▶ **Exercise details**: Write out all of the entries that follow, word for word, but skip the pictures.

▶ **Rows**:
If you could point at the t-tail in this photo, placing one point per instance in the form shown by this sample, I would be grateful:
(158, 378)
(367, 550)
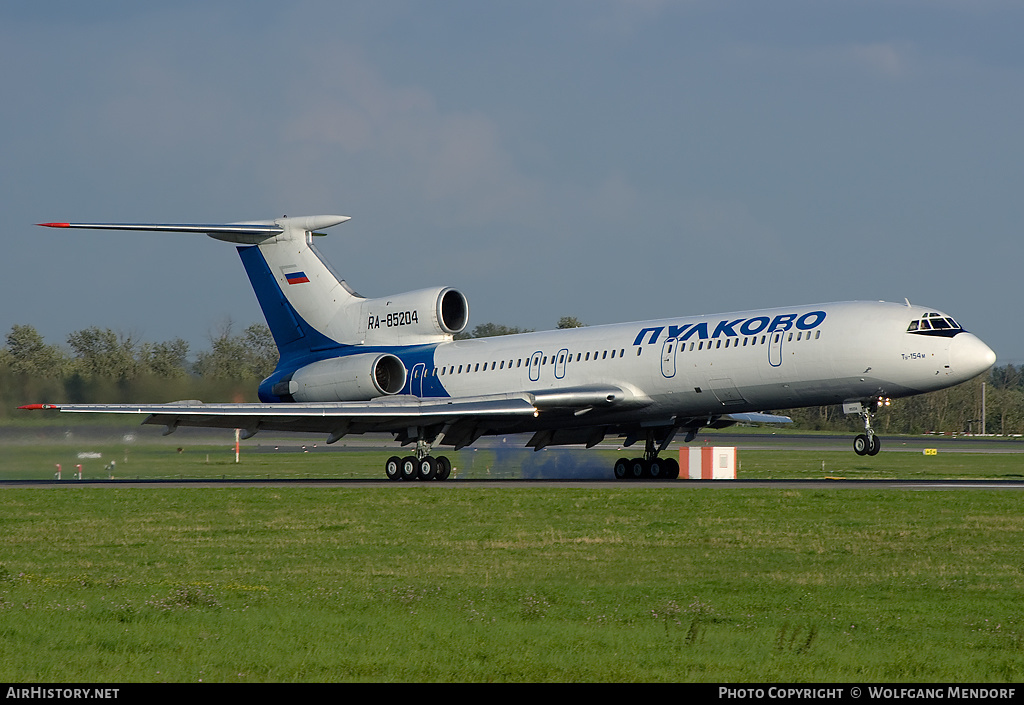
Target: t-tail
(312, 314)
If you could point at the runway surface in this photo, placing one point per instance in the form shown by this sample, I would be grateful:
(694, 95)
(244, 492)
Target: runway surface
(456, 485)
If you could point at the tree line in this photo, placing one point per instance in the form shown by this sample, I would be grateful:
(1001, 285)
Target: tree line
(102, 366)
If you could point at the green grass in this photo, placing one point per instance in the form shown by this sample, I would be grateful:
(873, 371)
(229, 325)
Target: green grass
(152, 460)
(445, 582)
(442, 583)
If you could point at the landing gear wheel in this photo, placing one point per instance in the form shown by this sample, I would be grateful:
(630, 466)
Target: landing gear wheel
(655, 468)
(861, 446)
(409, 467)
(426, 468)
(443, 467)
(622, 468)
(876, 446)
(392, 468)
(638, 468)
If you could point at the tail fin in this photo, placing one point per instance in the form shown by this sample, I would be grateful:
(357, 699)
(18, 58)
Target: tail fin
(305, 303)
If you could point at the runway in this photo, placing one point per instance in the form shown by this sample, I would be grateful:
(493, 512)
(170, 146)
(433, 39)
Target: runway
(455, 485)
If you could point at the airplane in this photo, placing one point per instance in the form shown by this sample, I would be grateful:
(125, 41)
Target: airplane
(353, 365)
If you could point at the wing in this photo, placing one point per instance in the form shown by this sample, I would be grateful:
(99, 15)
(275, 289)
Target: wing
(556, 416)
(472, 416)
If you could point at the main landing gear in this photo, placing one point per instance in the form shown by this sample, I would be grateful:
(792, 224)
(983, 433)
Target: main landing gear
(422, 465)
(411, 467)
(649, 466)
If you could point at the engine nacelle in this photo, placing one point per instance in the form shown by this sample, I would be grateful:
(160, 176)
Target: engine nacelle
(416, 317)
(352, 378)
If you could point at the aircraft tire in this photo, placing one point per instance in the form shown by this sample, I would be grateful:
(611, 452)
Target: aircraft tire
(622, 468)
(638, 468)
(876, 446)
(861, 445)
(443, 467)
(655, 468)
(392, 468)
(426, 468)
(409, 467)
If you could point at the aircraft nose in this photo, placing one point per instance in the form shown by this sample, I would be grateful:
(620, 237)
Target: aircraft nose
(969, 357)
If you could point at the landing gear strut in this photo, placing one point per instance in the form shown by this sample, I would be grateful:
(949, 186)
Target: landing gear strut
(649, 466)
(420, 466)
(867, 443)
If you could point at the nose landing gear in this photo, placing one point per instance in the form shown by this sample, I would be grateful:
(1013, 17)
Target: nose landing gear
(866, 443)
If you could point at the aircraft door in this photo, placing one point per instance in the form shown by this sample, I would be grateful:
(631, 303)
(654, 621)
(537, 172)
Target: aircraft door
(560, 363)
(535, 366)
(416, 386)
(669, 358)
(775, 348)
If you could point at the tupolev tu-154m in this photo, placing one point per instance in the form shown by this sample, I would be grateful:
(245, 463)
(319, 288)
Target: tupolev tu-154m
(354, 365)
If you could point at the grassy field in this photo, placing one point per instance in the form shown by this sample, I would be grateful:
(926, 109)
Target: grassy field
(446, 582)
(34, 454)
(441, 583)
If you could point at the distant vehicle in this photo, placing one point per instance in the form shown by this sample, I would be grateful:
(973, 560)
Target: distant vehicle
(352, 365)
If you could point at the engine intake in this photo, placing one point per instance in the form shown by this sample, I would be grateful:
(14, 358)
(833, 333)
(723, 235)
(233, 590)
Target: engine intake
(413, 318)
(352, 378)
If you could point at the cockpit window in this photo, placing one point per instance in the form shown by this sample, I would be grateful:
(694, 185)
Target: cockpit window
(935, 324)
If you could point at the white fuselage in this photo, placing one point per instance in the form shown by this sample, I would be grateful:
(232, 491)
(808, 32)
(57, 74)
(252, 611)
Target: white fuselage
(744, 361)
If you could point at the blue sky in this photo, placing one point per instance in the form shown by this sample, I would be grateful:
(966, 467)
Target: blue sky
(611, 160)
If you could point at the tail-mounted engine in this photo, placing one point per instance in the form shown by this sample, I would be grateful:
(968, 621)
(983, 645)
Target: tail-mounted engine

▶ **The answer**:
If you could point at the t-tail in this photo, placing one point per instance in the form shown by this sample, I would be grateful:
(158, 378)
(367, 550)
Target: t-tail
(312, 314)
If you could point at the runway surface in this photo, placing one point per instance in the form shown by this sample, I would be grateful:
(694, 95)
(244, 492)
Target: runway surface
(456, 485)
If you could point at the tree line in this photo, placing one point per instance in the form shown by this sample, I would be grateful:
(1001, 285)
Target: tree line
(102, 366)
If you could point at the green grass in this photo, placing one point per instance in the form shown by this sample, I would be grateful:
(873, 371)
(229, 325)
Target: green grass
(152, 460)
(445, 582)
(442, 583)
If you could point at the landing gear wheel in this photo, placing one point per instance in the form shown by this sample, I would be grateful:
(630, 466)
Target: landing gear wheel
(655, 468)
(861, 446)
(409, 467)
(426, 468)
(443, 467)
(622, 468)
(876, 446)
(392, 468)
(638, 468)
If you could point at the tail fin in this photo, placing one point per instance in the form shown by this sample, I would be grateful:
(357, 699)
(18, 58)
Target: tail fin
(305, 303)
If you could point at the runway in this photo, placing one point per instance in the form shown by this sample, I would be grateful:
(493, 512)
(170, 146)
(433, 39)
Target: runway
(455, 485)
If you could point at the airplane in this photo, placing one point per instance in the form shown by this sample, I would be grateful:
(125, 41)
Target: airplane
(353, 365)
If you could point at the wing in this photo, placing one point per instance in the form shown by this sample, I would be grateful:
(99, 15)
(275, 289)
Target: wing
(556, 416)
(472, 416)
If you could point at the main landing gear in this photo, placing one point per instance in the form shown by this sample, I would be grateful:
(792, 224)
(983, 433)
Target: main landing gear
(422, 465)
(411, 467)
(649, 466)
If you could point at the engine nacelle in this photo, placing one point per instance in the form shown by this sample, I would be grateful:
(160, 176)
Target: engine nacelle
(416, 317)
(352, 378)
If you could point at the aircraft tire in this photo, placing one point per instance in the form shown by this sample, I would be grateful:
(611, 452)
Target: aircraft tire
(622, 468)
(638, 468)
(876, 446)
(861, 445)
(443, 467)
(655, 468)
(392, 468)
(426, 468)
(409, 467)
If you could point at the aircraft nose in this photo, placing one point per instance in the form shown by this sample, I would be grateful:
(620, 237)
Target: aircraft nose
(969, 357)
If you could point at the landing gear strut in this photo, placing one point per instance in the form shown by this sample, I would be grateful:
(949, 186)
Target: landing gear strut
(649, 466)
(420, 466)
(867, 443)
If you could point at the nose landing gear in this photo, placing one point per instance in the form shown by this sample, I would be grateful:
(1013, 17)
Target: nose landing gear
(866, 443)
If you could point at the aircraft door in this photo, placing one point per instance in the form shown by this sample, I would be grateful:
(631, 303)
(654, 621)
(537, 172)
Target: aircraft door
(560, 363)
(535, 366)
(416, 386)
(669, 358)
(775, 348)
If you could point at the tupolev tu-154m in this photo, placing one point per instance in the form shown by this sample, I would be grateful:
(245, 463)
(319, 288)
Target: tupolev tu-154m
(354, 365)
If you could point at the grassy field in this photo, placing one point per instance in the form shown by this sample, I would be grateful:
(926, 109)
Target: grassy field
(446, 582)
(34, 454)
(441, 583)
If you could point at the distant vehicle in this photo, placing one point per instance in the form shown by this sample, I would be grateful:
(973, 560)
Target: distant vehicle
(352, 365)
If you could point at the engine intake in this photo, placing one point per instance in the form shown by this sample, I would be grateful:
(14, 358)
(833, 333)
(723, 235)
(233, 590)
Target: engine intake
(413, 318)
(352, 378)
If you could point at the cockpit window in this photo, placing one point per instance in the form shown by this sample, I would be grateful:
(694, 185)
Target: cockpit window
(935, 324)
If you could point at the white fuselage in this photo, placing one point per instance in the form shown by this sample, I would be grateful:
(232, 491)
(808, 32)
(57, 74)
(252, 611)
Target: white fuselage
(744, 361)
If you could point at the blue sky in this photo, placing one point per instance in the form shown by this sample, I would be grateful:
(966, 467)
Target: blue sky
(611, 160)
If you could point at the tail-mounted engine in this photo, placing one point per instance in the form shown by this sample, I would be grateful:
(968, 621)
(983, 645)
Target: tail-mounted engine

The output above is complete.